::: Passage

Stuttgart, May 01, 2008 - Output ranged between four and ten hp, payload between 1,500 and 5,000 kilograms. Hardly had Gottlieb Daimler's first truck been supplied to England in 1896, when the first truck range, comprising as many as four different models, was offered by Daimler from September 1896. It is true, however, that the design was still heavily oriented to Daimler's belt-driven car which had been developed for passenger transport and was suitable for carrying higher weights only to a limited extent.
Still in 1896, Gottlieb Daimler and Wilhelm Maybach moved the two-cylinder Phoenix engine from the rear to underneath the driver's seat on the six hp (4.4 kW) vehicle, together with the four-speed belt transmission. However, this solution still left a lot to be desired. One year later, the truck finally acquired a face that distinguished it clearly, and for the first time, from passenger cars – a design that was to pave the way for ever increasing output and payload capacity: the engine found its place right at the front, ahead of the front axle, and transmitted its output of up to ten hp (7.4 kW) to the iron-clad rear wheels via four-speed gear-only transmission, full-length longitudinal shaft and pinion.


Tubular radiator and magneto ignition

Gottlieb Daimler had improved this vehicle decisively – not only the powertrain but also the engine itself. The glow-tube ignition had been replaced by new low-voltage magneto ignition from Bosch, igniting the mixture in the pistons of the 2.2 liter two-cylinder engine, and the radiator, too, was designed according to a completely new principle. In April 1897, Wilhelm Maybach had completed his tests with the tubular radiator and thereby achieved a crucial improvement for the cooling system.
This new cooling system consisted of a water reservoir containing a large number of small brass tubes through which the cooling headwind was channeled. With this design, Wilhelm Maybach had for the first time succeeded in configuring the three elementary factors for cooling – cooling surface, air and water speed – in such a way that cooling was no longer a stumbling block in opening up new performance dimensions. With this achievement, a major step ahead in the direction of higher output had been taken not only for trucks but also for passenger cars.

Practical testing on brickworks premises

However, Gottlieb Daimler hesitated before presenting his new five-tonner to the public – more likely than not because of the large number of new features. The approach he adopted for what was an ultra-modern vehicle at the time is today known as "customer trial operation". For months, Daimler subjected his new five-tonner to the day-to-day trials and tribulations of operation in brickworks in Heidenheim, systematically eliminating all the weaknesses that became apparent in the process.

::::::
::: Excerpted records

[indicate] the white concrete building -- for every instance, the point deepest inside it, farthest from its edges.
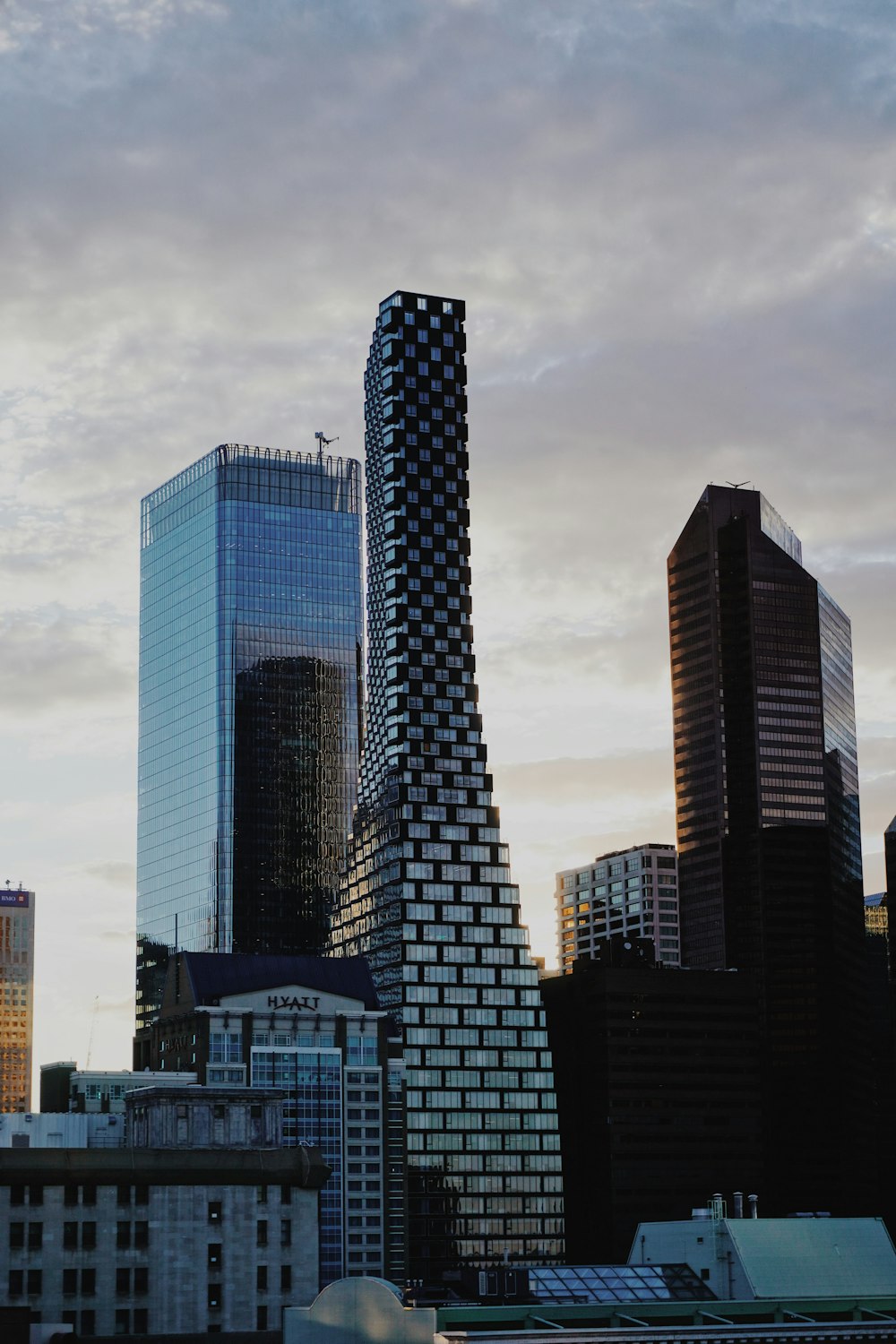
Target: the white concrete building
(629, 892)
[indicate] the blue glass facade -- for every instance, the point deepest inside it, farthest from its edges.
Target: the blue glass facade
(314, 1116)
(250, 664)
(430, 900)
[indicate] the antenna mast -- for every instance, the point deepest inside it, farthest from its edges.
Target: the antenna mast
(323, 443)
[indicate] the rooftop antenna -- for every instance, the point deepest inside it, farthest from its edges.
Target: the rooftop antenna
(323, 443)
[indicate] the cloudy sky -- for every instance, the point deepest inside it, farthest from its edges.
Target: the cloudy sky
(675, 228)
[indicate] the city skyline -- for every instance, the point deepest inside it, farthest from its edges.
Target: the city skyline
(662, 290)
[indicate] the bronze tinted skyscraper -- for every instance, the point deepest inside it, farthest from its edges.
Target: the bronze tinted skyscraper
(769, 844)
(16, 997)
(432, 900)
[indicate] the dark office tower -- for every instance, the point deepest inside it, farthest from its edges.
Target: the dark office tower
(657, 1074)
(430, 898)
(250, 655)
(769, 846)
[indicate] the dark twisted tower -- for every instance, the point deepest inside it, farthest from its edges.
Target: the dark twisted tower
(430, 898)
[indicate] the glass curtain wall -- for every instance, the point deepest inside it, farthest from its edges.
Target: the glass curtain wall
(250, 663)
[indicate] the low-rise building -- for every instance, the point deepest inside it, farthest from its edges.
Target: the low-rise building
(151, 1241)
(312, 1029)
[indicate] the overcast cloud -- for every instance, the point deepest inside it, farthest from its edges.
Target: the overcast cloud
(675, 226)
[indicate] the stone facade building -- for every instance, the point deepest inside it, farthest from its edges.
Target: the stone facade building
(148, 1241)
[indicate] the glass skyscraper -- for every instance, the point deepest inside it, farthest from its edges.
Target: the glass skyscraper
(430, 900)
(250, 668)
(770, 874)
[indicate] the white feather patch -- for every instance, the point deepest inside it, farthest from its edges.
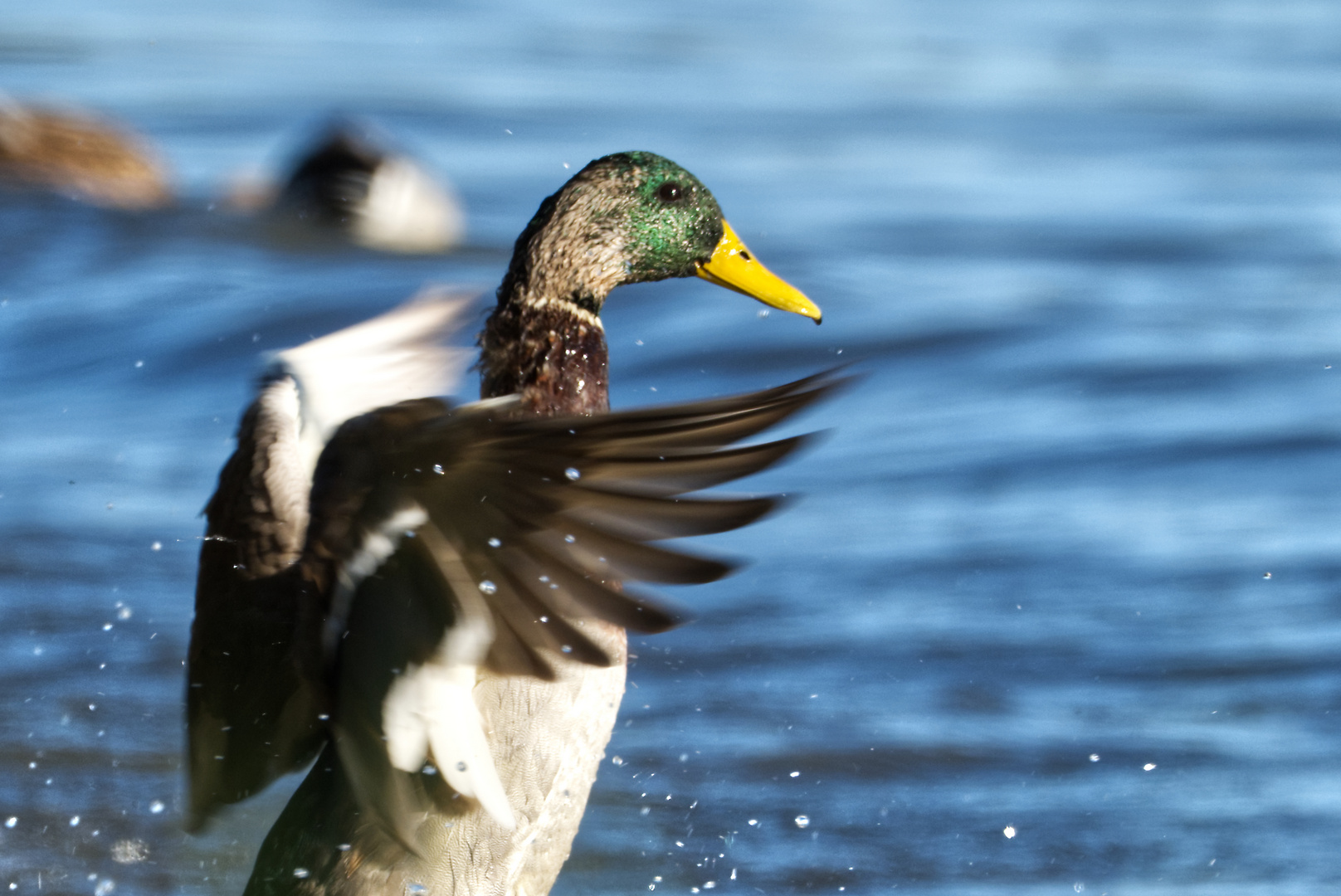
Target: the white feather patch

::::::
::: Excerpted records

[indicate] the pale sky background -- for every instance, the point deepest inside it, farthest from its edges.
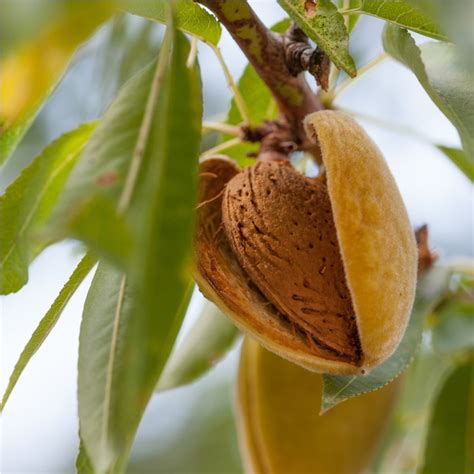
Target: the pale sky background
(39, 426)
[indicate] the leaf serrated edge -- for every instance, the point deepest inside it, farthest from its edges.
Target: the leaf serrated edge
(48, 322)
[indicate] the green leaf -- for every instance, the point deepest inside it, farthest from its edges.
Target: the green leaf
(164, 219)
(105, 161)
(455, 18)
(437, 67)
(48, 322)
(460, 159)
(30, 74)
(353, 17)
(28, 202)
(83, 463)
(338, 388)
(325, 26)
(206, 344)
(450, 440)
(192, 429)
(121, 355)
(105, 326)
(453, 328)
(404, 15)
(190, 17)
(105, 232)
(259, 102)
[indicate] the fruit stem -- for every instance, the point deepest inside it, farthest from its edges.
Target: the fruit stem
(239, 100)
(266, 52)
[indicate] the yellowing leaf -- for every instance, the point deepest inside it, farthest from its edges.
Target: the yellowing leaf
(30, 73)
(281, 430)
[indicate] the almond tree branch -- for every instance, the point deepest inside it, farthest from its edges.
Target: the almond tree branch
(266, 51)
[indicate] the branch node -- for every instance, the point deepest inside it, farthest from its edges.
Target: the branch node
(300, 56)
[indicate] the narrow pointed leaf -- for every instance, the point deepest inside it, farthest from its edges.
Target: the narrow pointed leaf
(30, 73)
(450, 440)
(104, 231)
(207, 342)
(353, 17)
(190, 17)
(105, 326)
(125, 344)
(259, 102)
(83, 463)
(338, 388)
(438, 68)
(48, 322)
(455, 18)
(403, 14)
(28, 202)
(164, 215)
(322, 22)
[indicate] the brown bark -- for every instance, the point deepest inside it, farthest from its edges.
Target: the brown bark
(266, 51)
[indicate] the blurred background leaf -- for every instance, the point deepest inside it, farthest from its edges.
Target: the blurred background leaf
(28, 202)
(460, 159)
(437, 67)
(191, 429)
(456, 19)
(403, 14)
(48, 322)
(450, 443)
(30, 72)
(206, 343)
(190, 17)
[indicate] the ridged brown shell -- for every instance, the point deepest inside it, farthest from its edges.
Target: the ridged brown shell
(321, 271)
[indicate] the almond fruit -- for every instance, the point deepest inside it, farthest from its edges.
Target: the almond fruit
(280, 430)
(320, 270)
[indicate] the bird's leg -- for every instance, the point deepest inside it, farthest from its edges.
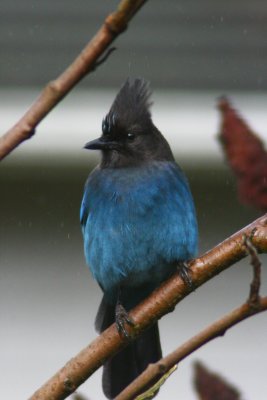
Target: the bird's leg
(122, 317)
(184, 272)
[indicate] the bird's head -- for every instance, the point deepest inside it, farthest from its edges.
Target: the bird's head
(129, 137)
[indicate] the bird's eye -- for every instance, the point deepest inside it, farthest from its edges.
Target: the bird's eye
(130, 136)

::::::
::: Excerpted records

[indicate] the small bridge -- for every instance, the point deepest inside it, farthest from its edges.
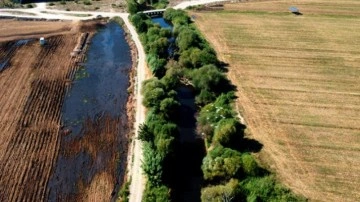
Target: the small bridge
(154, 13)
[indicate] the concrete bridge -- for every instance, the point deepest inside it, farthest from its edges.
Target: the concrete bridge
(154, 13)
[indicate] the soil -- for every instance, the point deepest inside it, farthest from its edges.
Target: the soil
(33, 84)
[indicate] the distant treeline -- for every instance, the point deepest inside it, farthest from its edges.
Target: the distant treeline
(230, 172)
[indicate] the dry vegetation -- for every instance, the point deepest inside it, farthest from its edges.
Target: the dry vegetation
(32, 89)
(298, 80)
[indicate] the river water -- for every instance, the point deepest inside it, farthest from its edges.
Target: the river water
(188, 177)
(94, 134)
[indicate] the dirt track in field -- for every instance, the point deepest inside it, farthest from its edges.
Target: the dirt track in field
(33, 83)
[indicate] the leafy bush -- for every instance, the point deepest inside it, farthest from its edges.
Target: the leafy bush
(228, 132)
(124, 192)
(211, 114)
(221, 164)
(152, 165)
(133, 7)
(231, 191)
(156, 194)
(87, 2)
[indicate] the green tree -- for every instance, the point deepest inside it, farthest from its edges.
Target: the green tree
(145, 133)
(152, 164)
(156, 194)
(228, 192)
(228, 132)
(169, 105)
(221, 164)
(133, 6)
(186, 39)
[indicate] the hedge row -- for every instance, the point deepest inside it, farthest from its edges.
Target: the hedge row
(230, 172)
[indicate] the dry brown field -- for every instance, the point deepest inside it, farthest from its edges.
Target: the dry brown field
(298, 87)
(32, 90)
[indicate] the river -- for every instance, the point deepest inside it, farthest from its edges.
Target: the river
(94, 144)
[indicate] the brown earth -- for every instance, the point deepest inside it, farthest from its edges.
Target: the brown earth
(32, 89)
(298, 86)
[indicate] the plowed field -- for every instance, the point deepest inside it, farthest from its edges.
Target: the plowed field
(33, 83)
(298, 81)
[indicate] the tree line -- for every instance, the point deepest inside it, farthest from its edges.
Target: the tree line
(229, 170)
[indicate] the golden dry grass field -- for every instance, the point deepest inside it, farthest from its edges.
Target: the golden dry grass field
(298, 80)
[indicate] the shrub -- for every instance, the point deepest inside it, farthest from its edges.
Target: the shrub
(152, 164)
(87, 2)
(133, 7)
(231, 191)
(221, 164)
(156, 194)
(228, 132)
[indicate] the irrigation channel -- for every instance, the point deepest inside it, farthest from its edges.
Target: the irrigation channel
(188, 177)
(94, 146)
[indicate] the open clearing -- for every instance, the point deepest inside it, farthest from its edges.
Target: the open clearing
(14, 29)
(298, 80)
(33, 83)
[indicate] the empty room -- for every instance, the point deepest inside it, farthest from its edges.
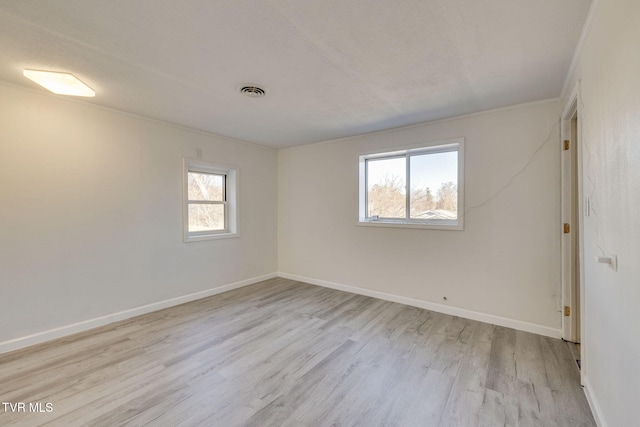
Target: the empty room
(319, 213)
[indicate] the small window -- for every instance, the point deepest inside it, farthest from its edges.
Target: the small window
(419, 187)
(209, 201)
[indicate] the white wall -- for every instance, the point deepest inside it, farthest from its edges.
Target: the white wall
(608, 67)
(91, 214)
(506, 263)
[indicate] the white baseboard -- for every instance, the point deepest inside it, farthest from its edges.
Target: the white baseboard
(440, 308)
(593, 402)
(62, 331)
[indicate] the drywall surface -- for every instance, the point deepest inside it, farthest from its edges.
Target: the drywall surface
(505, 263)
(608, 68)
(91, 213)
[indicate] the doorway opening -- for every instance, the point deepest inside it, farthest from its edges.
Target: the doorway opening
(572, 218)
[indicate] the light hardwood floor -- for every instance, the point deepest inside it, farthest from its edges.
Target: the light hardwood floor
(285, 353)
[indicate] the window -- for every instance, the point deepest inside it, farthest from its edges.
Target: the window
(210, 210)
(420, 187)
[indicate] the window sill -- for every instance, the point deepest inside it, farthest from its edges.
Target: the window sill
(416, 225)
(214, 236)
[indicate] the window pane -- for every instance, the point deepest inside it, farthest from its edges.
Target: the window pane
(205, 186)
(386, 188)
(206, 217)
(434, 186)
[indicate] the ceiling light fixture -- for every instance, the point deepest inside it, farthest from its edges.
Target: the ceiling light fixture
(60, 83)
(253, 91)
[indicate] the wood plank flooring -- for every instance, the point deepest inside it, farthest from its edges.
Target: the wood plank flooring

::::::

Problems and tasks:
1 > Decide whether each statement agrees with the Daimler truck passage. Answer yes or no for each, and quote the words from the passage that settle it.
(a) The first truck range, offered from September 1896, included four models.
(b) The glow-tube ignition was kept on the improved vehicle.
(c) Daimler tested his new five-tonner in brickworks in Heidenheim.
2 > Answer these questions using the Daimler truck passage.
(a) When did Wilhelm Maybach complete his tests with the tubular radiator?
(b) What was the displacement of the two-cylinder engine?
(c) What metal were the small tubes in the new cooling system made of?
3 > Rewrite the paragraph of the Daimler truck passage that begins "This new cooling system consisted" as a short list, keeping its main facts.
The records are separate material from the Daimler truck passage.

Solutions per task:
1 >
(a) Yes: "the first truck range, comprising as many as four different models, was offered by Daimler from September 1896"
(b) No: "The glow-tube ignition had been replaced by new low-voltage magneto ignition from Bosch"
(c) Yes: "Daimler subjected his new five-tonner to the day-to-day trials and tribulations of operation in brickworks in Heidenheim"

2 >
(a) April 1897
(b) 2.2 liters
(c) Brass

3 >
- The new cooling system was a water reservoir holding many small brass tubes, and the cooling headwind was channeled through them.
- With this design, Wilhelm Maybach for the first time configured cooling surface, air speed, and water speed so that cooling no longer limited performance.
- This was a major step toward higher output for both trucks and passenger cars.